山形県南東部にある市。1967年(昭和42)宮内(みやうち)、赤湯(あかゆ)の2町と和郷(わごう)村が合併して市制施行。北部は白鷹(しらたか)丘陵、南部は米沢(よねざわ)盆地の一部で、吉野川の開析扇状地に続く最上(もがみ)川(松川)の沖積地が広がる。JR奥羽本線(山形新幹線)と山形鉄道フラワー長井線、国道13号と113号の分岐点にあたる。また、国道348号、399号が通じ、南端近くには東北中央自動車道の南陽高畠(たかはた)インターチェンジがある。市域には縄文遺跡や稲荷森古墳(いなりもりこふん)(国指定史跡)などの古墳が多い。戦国期の伊達(だて)氏の領有を経て、1598年(慶長3)以降明治まで上杉氏米沢藩領であった。赤湯地区は古くからの温泉場であり、また米沢と山形を結ぶ米沢街道(最上街道)の宿場町でもあった。赤湯温泉は奥羽線の開通(1900)以降に新たな源泉掘削が行われ温泉町としての整備が進んだ。宮内地区は吉野川の谷口集落で、熊野神社の宮の内として栄えた門前町であり、明治初期から第二次世界大戦前までは養蚕地を控えた県下有数の製糸業で知られた。戦後はそれらの施設を利用して電気機器、木工などの工業が行われる。赤湯温泉北東方にある白竜湖(はくりゅうこ)一帯は泥炭湿地帯であったが、現在は水田化している。湖の北方の十分一(じゅうぶいち)山の斜面はブドウ栽培の中心で、国道13号沿いには観光ブドウ園や売店が開かれる。県南県立自然公園の一部で、宮内地区の双松公園はバラ園で知られる。面積160.52平方キロメートル、人口3万0420(2020)。
[中川 重]
『『南陽市史』全5冊(1987~1992・南陽市)』
中国、河南(かなん)省南西部の地級市。漢水(かんすい)の支流、白河(はくが)の中流域の河谷盆地に位置する。2市轄区、方城(ほうじょう)、唐河(とうが)など10県を管轄する(2016年時点)。人口1010万7500(2016)。1949年、南陽県の市街地を分離して市が設けられた。市域は、南北に焦柳線(焦作(しょうさく)―柳州(りゅうしゅう))が、東西に寧西線(南京(ナンキン)―西安(せいあん))が通じ、南陽空港がある。伝統的工業の絹織物工業のほか、食品加工、機械、アルコール工業などが発展している。「南陽綢(ちゅう)(絹織物)」や「南陽玉器」が特産。農業や林業、漢方薬材の生産も盛んである。西郊の臥竜崗(がりょうこう)には、諸葛孔明(しょかつこうめい)(諸葛亮(しょかつりょう))を祀(まつ)った武侯祠(ぶこうし)がある。

__課題の要件__: 本文に出てくる国道を、番号ですべて挙げてください。

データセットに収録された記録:
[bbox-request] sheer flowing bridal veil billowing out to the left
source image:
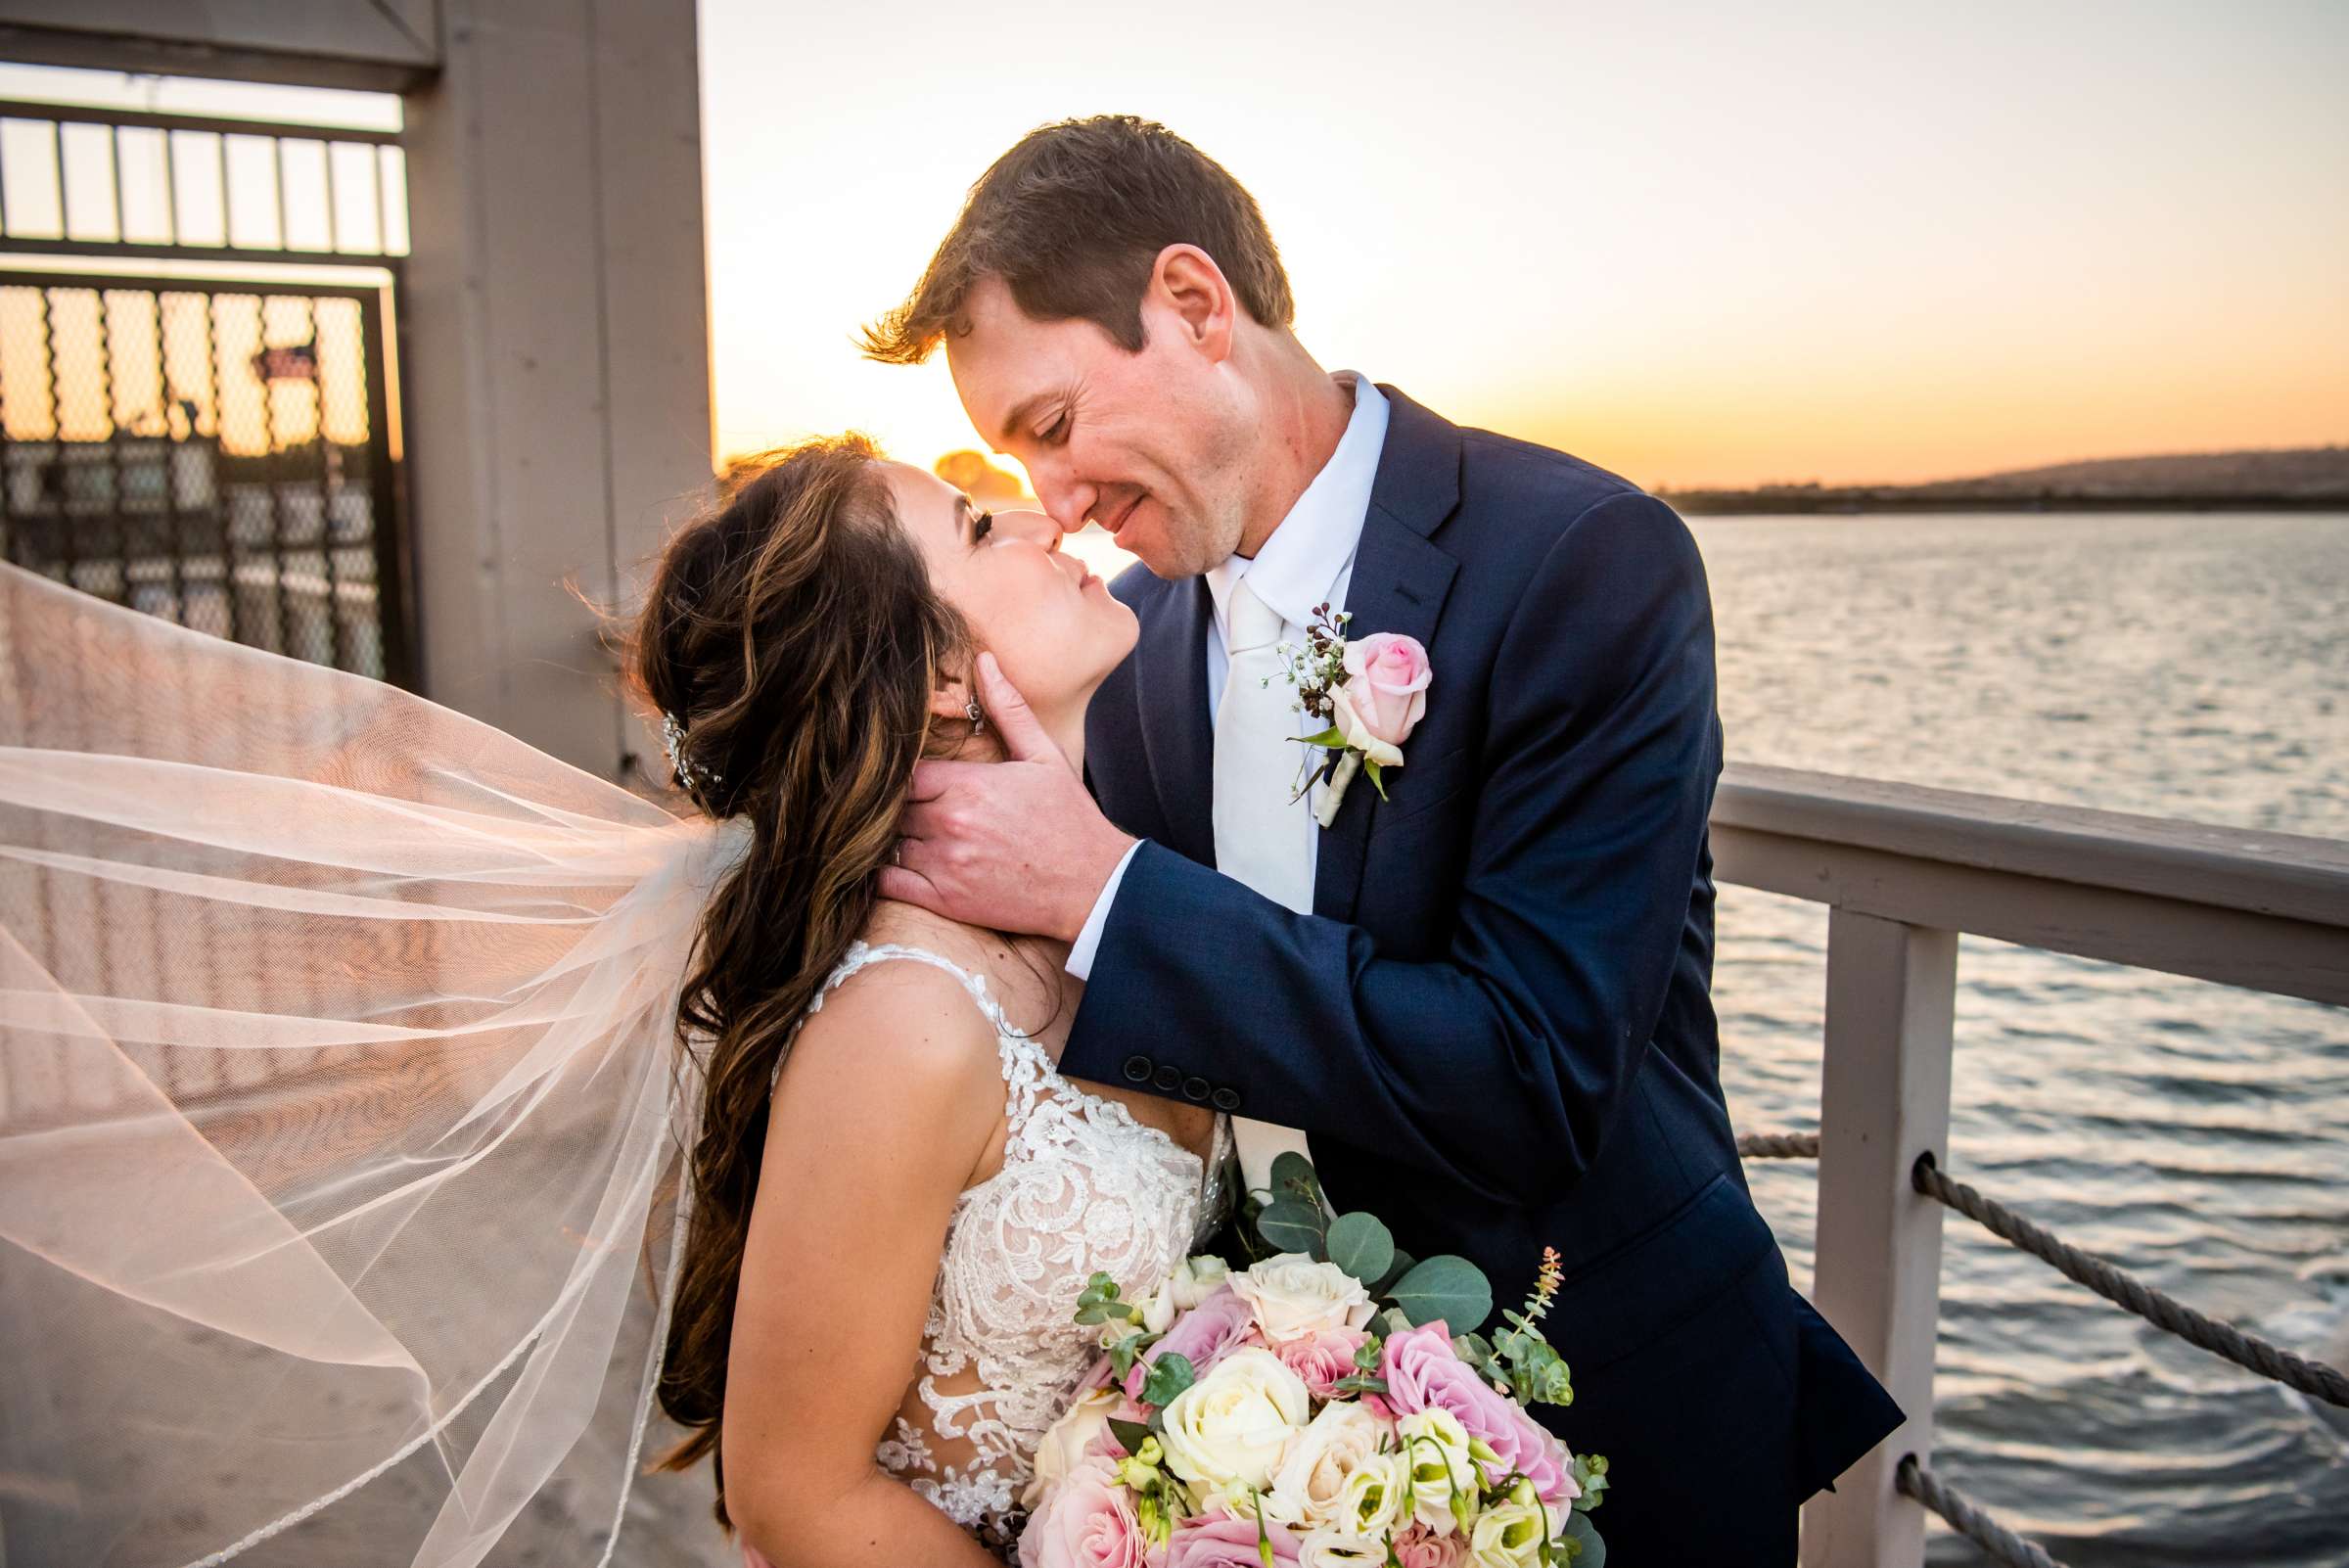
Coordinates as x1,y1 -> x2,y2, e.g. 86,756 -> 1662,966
0,568 -> 742,1568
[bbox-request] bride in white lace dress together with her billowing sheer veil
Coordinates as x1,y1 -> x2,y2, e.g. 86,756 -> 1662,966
0,437 -> 1228,1568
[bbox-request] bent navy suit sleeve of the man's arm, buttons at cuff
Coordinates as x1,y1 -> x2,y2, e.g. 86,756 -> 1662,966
1062,493 -> 1720,1202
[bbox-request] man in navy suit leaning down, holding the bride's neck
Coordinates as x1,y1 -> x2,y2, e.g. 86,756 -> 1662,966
867,117 -> 1901,1568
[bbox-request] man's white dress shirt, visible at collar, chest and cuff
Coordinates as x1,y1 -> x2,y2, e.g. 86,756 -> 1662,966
1067,371 -> 1388,979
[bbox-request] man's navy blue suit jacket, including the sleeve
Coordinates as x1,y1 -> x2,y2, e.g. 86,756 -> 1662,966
1062,388 -> 1898,1563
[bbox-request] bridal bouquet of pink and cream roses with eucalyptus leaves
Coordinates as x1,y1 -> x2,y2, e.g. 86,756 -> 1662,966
1020,1155 -> 1607,1568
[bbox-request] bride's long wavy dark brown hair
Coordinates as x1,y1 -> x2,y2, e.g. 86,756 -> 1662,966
629,437 -> 970,1523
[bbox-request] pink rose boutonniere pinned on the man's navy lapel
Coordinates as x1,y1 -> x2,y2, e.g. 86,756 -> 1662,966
1278,603 -> 1428,826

__課題の解答__: 国道13号、国道113号、国道348号、国道399号